(Complete the following)
1. According to the financial filing excerpt, what fixed interest rate do the refinanced mortgage notes bear?
2. Render this sentence from the financial filing excerpt in Spanish: "The Partnership expects to meet its short-term liquidity needs generally through its working capital and cash provided by operating activities."

(Source excerpt)
--- begin ---

See Part II, Item 7 – Critical Accounting Policies, our consolidated financial statements and related notes in Part IV, Item 15 of our Annual Report on Form 10-K for the year ended December 31, 2015 filed with the SEC on March 18, 2016 for accounting policies and related estimates we believe are the most critical to understanding condensed consolidated financial statements, financial conditions and results of operations and which require complex management judgment and assumptions or involve uncertainties. There have been no material changes to the critical accounting policies and estimates previously disclosed in that report.

 

Liquidity and Capital Resources

 

Uniprop Manufactured Housing Communities Income Fund II, a Michigan Limited Partnership’s (the “Partnership”) liquidity is based, in part, upon its investment strategy. On February 26, 2016 the sale of Ardmor Village closed as described previously, leaving the Fund with only two properties: Sunshine Village and West Valley.

 

Management does not believe that it is economically rational to operate a limited partnership that has a class of securities registered under the Securities Exchange Act of 1934 with only two properties. The costs of compliance are simply too high when amortized over only two properties.

 

As a result, management intends to liquidate Sunshine Village and West Valley, and then dissolve the Fund in accordance with the Partnership Agreement.

 

The Partnership expects to meet its short-term liquidity needs generally through its working capital and cash provided by operating activities.

 

On July 18, 2013, the Partnership refinanced its existing mortgage notes payable and executed two new mortgages payable in the amount of $19,320,000 secured by Sunshine Village, located in Davie, FL and West Valley, located in Las Vegas, NV with a new lender, namely Cantor Commercial Real Estate. The mortgage notes are payable in monthly installments of interest and principal through August, 2023. The refinanced notes bear interest at a fixed rate of 5.09% with principal payments based on a twenty-five year amortization period. As of March 31, 2016 the balance on these notes was $18,299,794.

 

The Partnership incurred $676,321 in financing costs as a result of the 2013 refinancing which is being amortized over the term of the loans. These costs included a 1% fee payable to an affiliate of the General Partner.

--- end ---

Pointing records:

--- begin ---

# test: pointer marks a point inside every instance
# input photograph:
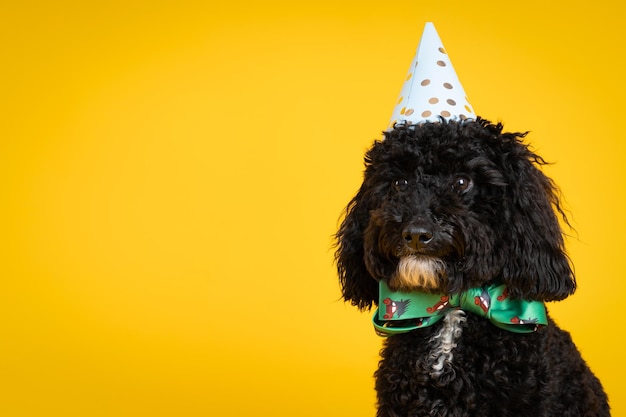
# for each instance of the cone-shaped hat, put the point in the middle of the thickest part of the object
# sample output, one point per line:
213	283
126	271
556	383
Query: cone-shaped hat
431	89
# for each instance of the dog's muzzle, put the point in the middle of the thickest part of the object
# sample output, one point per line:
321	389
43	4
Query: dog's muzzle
417	238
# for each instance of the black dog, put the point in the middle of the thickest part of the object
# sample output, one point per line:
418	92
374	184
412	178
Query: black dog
446	207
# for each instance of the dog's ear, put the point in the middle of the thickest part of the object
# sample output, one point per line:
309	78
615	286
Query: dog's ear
357	285
535	263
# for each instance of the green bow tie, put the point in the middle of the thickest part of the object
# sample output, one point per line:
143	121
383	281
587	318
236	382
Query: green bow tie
417	309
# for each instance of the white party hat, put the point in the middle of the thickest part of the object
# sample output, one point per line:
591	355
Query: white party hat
431	90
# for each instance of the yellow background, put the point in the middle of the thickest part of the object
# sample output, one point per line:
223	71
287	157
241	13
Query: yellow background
172	173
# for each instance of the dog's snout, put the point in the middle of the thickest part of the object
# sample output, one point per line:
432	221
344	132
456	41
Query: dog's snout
417	237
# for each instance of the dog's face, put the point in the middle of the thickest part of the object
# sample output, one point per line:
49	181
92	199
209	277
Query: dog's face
449	206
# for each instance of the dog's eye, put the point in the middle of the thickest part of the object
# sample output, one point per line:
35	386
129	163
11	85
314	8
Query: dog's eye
400	184
463	184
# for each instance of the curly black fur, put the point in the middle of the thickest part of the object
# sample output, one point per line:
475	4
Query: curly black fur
470	202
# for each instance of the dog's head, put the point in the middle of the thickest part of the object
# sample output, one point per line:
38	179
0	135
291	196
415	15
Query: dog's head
448	206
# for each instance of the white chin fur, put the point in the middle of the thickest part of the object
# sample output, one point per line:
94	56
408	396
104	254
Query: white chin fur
418	272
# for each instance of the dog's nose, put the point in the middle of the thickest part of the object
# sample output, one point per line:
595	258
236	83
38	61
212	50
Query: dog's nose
417	237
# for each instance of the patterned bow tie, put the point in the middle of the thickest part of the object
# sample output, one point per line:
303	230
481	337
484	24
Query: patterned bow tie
400	312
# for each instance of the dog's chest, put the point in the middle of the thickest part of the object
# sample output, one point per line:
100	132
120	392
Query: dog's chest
443	343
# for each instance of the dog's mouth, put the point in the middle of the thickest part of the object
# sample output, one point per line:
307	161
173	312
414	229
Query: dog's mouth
417	272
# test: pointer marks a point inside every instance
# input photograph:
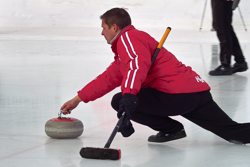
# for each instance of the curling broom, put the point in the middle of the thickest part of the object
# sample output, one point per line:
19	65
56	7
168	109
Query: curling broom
106	152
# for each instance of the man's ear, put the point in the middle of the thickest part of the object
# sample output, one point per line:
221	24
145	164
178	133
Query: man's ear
115	28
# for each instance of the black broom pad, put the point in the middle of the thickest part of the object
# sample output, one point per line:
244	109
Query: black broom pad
100	153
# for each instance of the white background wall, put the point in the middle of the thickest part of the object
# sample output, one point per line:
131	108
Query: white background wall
85	13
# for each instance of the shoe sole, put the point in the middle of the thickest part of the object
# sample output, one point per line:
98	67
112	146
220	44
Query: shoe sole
176	136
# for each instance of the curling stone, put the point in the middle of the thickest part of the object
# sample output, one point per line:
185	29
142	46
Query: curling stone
63	127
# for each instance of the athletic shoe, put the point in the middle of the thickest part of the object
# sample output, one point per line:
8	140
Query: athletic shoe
239	67
163	137
222	70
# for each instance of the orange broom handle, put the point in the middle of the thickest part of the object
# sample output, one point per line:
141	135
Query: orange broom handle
164	37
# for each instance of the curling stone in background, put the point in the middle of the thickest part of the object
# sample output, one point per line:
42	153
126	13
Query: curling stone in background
63	127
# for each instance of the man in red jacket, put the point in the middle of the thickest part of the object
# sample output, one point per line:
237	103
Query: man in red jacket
151	93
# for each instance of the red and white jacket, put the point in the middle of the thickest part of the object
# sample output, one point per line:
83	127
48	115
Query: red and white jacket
132	70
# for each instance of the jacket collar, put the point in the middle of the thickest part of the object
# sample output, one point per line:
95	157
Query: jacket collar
115	40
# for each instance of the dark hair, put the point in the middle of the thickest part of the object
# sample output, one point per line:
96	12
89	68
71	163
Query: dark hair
118	16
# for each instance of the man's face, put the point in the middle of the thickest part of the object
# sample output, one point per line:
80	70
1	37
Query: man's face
109	33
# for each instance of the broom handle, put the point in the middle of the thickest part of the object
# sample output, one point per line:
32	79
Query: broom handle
164	37
112	136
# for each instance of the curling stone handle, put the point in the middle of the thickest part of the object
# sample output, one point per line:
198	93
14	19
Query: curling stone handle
112	136
62	112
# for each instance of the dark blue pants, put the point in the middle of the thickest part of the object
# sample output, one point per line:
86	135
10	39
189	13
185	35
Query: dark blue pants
155	107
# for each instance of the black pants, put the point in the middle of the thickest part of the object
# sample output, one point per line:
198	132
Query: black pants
155	107
229	44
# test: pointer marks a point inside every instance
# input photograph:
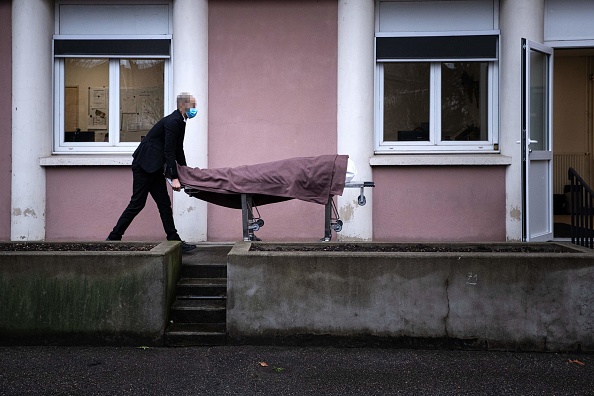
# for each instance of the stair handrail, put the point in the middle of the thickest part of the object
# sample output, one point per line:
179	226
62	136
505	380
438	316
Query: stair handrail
581	209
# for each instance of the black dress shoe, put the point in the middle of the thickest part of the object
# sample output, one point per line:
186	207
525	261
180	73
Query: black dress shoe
187	247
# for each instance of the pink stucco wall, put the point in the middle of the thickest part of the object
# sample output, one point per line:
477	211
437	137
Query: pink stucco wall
272	95
84	203
435	204
5	117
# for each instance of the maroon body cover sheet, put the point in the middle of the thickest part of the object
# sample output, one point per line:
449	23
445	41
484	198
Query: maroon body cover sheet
310	179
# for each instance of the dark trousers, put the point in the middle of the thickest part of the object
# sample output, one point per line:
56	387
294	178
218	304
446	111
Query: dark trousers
145	183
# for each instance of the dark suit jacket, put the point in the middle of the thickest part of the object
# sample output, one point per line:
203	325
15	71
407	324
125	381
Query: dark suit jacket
163	145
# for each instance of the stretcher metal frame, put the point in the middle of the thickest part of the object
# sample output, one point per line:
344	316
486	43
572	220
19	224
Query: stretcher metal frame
251	222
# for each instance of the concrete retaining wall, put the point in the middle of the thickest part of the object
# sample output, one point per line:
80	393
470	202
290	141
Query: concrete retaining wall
105	297
529	301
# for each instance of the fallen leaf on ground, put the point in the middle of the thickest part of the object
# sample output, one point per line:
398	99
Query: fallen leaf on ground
577	362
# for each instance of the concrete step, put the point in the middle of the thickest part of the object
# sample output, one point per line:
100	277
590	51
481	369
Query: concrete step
188	288
208	254
199	311
196	334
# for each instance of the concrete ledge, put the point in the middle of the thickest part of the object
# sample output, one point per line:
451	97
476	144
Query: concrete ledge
539	301
92	297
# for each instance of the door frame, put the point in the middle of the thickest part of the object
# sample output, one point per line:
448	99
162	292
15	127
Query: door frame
528	155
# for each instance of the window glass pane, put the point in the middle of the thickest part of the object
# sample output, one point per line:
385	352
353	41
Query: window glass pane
86	117
141	97
406	101
464	101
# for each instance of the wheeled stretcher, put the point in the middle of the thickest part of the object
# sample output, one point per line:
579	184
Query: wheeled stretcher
311	179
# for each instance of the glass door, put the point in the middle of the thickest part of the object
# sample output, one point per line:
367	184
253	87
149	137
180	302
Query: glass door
537	142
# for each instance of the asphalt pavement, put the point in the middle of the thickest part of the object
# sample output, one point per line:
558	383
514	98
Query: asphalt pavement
279	370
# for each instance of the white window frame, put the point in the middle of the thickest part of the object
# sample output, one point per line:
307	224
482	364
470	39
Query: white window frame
435	144
113	145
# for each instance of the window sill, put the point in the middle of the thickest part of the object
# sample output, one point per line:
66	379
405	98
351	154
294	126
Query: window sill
437	160
86	160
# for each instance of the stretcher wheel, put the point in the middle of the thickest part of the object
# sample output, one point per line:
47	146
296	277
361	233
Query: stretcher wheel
337	226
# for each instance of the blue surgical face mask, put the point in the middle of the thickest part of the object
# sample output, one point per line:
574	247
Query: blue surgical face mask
191	113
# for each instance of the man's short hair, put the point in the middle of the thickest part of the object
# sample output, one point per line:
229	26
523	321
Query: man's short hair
182	98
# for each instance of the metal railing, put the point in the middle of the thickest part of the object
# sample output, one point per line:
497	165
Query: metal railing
581	208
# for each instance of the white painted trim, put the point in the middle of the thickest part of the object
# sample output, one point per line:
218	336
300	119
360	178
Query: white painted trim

--- end ---

(Solutions to the problems)
1. 5.09%

2. La Sociedad espera cubrir sus necesidades de liquidez a corto plazo, en general, mediante su capital de trabajo y el efectivo generado por las actividades operativas.